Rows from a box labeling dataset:
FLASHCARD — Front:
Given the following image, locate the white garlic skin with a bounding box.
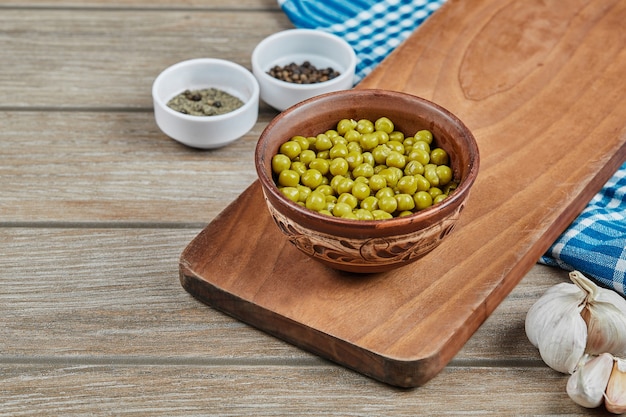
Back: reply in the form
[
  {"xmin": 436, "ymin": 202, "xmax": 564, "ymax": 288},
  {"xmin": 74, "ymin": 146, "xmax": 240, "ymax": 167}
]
[
  {"xmin": 566, "ymin": 353, "xmax": 613, "ymax": 408},
  {"xmin": 525, "ymin": 283, "xmax": 587, "ymax": 374},
  {"xmin": 604, "ymin": 358, "xmax": 626, "ymax": 414},
  {"xmin": 570, "ymin": 271, "xmax": 626, "ymax": 357}
]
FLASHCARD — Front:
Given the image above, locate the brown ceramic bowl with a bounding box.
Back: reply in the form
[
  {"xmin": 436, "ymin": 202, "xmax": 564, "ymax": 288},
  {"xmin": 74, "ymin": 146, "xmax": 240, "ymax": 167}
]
[{"xmin": 255, "ymin": 89, "xmax": 479, "ymax": 273}]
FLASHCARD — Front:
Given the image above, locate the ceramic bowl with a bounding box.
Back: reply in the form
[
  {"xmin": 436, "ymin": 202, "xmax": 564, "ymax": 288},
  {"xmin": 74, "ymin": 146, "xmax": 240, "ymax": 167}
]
[
  {"xmin": 252, "ymin": 29, "xmax": 356, "ymax": 111},
  {"xmin": 255, "ymin": 89, "xmax": 479, "ymax": 273},
  {"xmin": 152, "ymin": 58, "xmax": 259, "ymax": 149}
]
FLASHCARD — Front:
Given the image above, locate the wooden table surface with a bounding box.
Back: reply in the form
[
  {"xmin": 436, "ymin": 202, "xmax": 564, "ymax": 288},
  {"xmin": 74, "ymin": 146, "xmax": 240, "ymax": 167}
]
[{"xmin": 0, "ymin": 0, "xmax": 616, "ymax": 416}]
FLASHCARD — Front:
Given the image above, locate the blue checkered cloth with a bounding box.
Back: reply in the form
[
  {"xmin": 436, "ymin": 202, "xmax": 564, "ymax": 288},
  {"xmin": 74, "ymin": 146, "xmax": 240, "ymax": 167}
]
[{"xmin": 278, "ymin": 0, "xmax": 626, "ymax": 294}]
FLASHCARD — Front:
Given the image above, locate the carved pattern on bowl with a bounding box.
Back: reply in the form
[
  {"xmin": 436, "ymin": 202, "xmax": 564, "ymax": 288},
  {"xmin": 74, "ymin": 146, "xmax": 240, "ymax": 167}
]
[{"xmin": 266, "ymin": 200, "xmax": 463, "ymax": 269}]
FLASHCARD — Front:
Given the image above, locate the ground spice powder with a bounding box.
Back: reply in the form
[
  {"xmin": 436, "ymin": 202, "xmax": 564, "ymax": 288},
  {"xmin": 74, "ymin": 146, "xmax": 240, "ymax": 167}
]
[{"xmin": 167, "ymin": 88, "xmax": 244, "ymax": 116}]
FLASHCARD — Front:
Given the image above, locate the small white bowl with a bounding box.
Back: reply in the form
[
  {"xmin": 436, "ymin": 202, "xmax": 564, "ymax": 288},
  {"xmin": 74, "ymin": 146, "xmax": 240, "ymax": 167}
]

* [WHAT TO PRODUCE] Gather every line of the material above that contains the word "bowl", and copy each one.

* [WRITTEN ANSWER]
Given the image above, locate the brown ceramic bowl with a bounding box.
Given the image above, locate the ceramic bowl with a bounding box.
Given the image above, locate the carved pattern on bowl with a bounding box.
Given the image above, locate the small white bowl with a bounding box.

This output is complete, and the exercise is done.